PROVIDED TEXT -
• • • • •

Sunday, 12 July 2009

Detectorist’s Treasure is wrongly valued by BM and fails to meet minimum

There was a bit of media fuss in past weeks over the upcoming auction of a 15th century gold plaque found by a former pub cook in a field at Great Gaddesden, near Ashridge. The 57-year old housewife was for a while the talk of the metal detecting blogs (frivolous bloggers noted the alliteration Mary Hannaby, housewife from Hemel Hempstead, Hertfordshire and one even wrote a song about it). There is a You Tube video of her detecting in grassland, and a number of online news stories, such as this one which gives a totally odd view of the Treasure process, despite eleven years of outreach by you-know-who.

But then there is much in this story as reported which is unclear. For example, I was unable to find any mention in any of the news reports of the date when this object was actually found. It was presumably reported as Treasure and therefore valued “by the British Museum” as worth 4000 GBP. But, according to the news reports, the BM did not have that much cash in the office desk drawers which (it was said ) was the reason Mrs Hannaby took it to Sotheby’s where it was examined by a specialist (Carolyn Miner – we’ve seen her before) who pronounced it was very valuable, something like 150-250 000 GBP. So it was put up for auction on July 9th. A curiosity is that the landowner said he only wanted 30% of the proceeds instead of the more conventional 50% which treasure hunters usually agree with the owners of productive sites so they can empty them of collectable and saleable artifacts. It is interesting to note that the new valuation was based on it reputedly being one of “only three of the kind” and it was compared to that of the Middleham Jewel, which sold at auction for £1.3million in 1986 and was later resold to the Yorkshire Museum for £2.5million (actually, the Gt Gaddesden object is nothing like the Middleham one in date, function or quality of workmanship).

• • • • •

RAW DATA -
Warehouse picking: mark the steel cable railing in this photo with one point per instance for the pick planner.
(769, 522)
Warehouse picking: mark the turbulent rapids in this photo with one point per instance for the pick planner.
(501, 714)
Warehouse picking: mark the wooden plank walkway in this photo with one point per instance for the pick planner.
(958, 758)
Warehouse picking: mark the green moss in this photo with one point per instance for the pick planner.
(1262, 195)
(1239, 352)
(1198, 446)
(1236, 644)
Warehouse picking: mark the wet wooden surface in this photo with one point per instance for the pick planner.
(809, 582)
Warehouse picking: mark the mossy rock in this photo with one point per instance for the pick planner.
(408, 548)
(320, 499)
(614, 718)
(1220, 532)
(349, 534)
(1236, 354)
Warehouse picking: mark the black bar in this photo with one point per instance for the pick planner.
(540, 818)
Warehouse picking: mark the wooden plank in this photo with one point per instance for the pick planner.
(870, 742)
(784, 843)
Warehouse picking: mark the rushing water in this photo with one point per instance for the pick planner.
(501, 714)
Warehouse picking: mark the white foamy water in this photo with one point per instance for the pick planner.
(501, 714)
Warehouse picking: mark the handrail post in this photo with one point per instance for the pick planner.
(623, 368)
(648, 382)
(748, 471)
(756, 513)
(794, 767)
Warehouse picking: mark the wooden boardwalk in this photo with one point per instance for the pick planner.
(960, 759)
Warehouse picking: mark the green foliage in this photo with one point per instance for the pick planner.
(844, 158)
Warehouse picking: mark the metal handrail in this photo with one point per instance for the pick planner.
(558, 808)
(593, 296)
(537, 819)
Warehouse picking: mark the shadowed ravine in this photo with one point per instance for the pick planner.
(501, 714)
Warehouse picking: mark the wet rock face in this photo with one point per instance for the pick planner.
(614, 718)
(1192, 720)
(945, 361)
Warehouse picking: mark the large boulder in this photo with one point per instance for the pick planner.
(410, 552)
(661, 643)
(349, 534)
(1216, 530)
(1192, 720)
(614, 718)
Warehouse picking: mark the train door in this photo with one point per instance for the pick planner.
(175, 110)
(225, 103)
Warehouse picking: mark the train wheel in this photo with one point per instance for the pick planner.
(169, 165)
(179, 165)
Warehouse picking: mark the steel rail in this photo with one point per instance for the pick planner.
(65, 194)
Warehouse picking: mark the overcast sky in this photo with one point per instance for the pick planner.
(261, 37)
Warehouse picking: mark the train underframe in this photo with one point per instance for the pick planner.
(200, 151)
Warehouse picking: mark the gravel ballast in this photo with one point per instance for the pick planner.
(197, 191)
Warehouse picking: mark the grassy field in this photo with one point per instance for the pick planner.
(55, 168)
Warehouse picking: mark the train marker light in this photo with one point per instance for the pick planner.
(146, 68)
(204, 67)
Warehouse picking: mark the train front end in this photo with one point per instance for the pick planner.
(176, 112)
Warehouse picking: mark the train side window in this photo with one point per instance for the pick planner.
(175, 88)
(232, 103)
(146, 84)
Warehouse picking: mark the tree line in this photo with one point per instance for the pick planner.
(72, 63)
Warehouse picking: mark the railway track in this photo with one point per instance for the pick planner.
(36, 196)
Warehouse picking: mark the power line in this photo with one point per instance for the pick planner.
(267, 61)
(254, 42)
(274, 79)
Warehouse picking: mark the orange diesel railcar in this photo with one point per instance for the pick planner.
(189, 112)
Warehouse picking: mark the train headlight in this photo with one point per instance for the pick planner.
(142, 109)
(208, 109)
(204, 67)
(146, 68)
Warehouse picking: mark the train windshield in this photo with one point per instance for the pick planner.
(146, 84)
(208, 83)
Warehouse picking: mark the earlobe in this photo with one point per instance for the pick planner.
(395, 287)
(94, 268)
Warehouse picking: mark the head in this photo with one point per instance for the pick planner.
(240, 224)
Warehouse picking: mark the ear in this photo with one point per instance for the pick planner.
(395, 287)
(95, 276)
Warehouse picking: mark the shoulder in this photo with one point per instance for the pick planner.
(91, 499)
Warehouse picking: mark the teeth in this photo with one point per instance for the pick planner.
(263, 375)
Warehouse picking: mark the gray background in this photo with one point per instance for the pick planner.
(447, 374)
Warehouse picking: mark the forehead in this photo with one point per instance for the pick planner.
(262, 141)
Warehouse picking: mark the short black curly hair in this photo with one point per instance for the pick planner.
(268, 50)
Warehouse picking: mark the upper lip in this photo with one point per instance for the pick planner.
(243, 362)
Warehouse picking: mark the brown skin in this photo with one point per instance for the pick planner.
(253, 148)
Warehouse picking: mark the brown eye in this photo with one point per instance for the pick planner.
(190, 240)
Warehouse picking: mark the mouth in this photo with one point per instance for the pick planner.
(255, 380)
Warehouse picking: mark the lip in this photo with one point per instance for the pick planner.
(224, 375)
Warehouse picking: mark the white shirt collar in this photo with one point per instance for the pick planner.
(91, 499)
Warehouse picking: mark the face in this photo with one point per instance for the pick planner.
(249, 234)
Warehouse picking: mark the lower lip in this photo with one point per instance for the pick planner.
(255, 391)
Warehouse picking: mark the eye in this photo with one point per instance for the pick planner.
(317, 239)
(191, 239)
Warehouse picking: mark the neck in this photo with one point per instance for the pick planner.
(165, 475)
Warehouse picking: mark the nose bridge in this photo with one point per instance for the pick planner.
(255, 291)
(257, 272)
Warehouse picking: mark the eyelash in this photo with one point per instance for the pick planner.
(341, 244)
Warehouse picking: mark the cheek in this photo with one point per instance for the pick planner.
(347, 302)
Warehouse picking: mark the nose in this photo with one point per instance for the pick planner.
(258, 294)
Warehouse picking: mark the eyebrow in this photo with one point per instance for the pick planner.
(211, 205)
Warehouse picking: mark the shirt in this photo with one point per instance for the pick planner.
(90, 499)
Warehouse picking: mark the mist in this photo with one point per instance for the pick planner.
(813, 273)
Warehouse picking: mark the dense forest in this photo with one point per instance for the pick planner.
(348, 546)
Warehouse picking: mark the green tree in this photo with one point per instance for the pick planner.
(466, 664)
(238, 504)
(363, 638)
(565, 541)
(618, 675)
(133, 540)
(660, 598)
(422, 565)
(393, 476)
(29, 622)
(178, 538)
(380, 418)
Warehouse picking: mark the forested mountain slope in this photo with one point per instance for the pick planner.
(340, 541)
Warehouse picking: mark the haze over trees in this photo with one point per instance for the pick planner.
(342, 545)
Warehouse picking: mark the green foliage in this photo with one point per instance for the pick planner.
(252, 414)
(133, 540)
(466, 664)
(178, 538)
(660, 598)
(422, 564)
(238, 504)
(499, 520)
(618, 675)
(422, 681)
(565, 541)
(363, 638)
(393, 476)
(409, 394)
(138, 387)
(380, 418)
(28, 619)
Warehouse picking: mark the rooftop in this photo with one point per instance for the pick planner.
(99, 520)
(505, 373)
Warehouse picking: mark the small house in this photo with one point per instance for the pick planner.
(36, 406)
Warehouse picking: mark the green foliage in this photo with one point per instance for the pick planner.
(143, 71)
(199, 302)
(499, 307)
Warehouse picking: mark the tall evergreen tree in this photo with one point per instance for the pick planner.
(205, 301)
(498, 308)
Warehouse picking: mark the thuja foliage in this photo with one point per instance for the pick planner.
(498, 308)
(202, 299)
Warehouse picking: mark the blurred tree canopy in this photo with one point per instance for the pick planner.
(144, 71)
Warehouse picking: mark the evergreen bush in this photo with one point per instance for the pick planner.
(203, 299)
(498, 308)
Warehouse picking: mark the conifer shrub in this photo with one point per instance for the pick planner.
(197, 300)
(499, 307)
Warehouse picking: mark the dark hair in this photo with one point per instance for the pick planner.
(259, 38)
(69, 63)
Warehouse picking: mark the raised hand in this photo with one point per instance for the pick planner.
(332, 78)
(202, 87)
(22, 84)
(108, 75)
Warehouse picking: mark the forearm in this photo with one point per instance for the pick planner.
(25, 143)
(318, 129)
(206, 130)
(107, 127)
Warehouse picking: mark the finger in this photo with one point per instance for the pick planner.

• • • • •

Can you quote word for word the blog post about the Great Gaddesden gold plaque, from "Sunday, 12 July" to "outreach by you-know-who."?

EXERCISE ANSWER -
Sunday, 12 July 2009

Detectorist’s Treasure is wrongly valued by BM and fails to meet minimum

There was a bit of media fuss in past weeks over the upcoming auction of a 15th century gold plaque found by a former pub cook in a field at Great Gaddesden, near Ashridge. The 57-year old housewife was for a while the talk of the metal detecting blogs (frivolous bloggers noted the alliteration Mary Hannaby, housewife from Hemel Hempstead, Hertfordshire and one even wrote a song about it). There is a You Tube video of her detecting in grassland, and a number of online news stories, such as this one which gives a totally odd view of the Treasure process, despite eleven years of outreach by you-know-who.